Print exactly the line that contains "Where can the limestone", then every following line through the end of the material; include nothing else and no pictures.

╭──

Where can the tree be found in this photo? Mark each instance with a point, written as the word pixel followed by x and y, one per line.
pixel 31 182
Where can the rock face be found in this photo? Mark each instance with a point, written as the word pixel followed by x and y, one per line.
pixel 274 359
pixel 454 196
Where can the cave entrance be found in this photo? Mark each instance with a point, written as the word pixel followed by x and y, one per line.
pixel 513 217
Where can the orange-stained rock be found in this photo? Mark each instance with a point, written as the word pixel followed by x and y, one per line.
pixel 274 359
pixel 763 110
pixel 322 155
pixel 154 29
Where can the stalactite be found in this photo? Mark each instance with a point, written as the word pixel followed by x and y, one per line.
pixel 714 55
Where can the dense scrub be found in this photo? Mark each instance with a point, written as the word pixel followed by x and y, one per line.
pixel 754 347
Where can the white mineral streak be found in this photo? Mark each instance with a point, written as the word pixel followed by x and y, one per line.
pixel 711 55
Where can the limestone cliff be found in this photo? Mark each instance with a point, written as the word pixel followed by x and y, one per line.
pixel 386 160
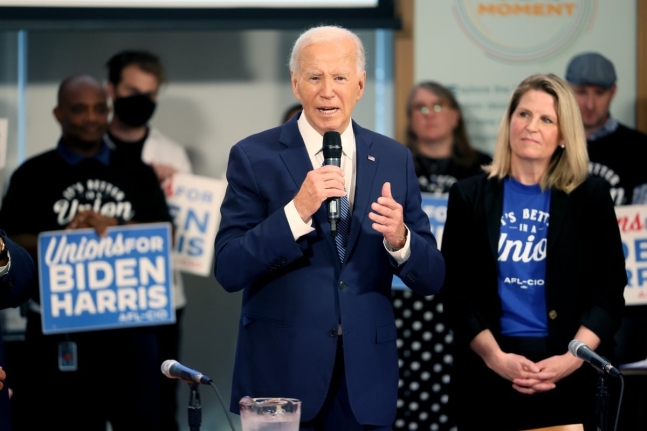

╰──

### [RESULT FOR THIS EXERCISE]
Where can the limestone cliff be found in this photo? Mark each instance with a point, written as the word pixel followed by x and y, one per line.
pixel 386 160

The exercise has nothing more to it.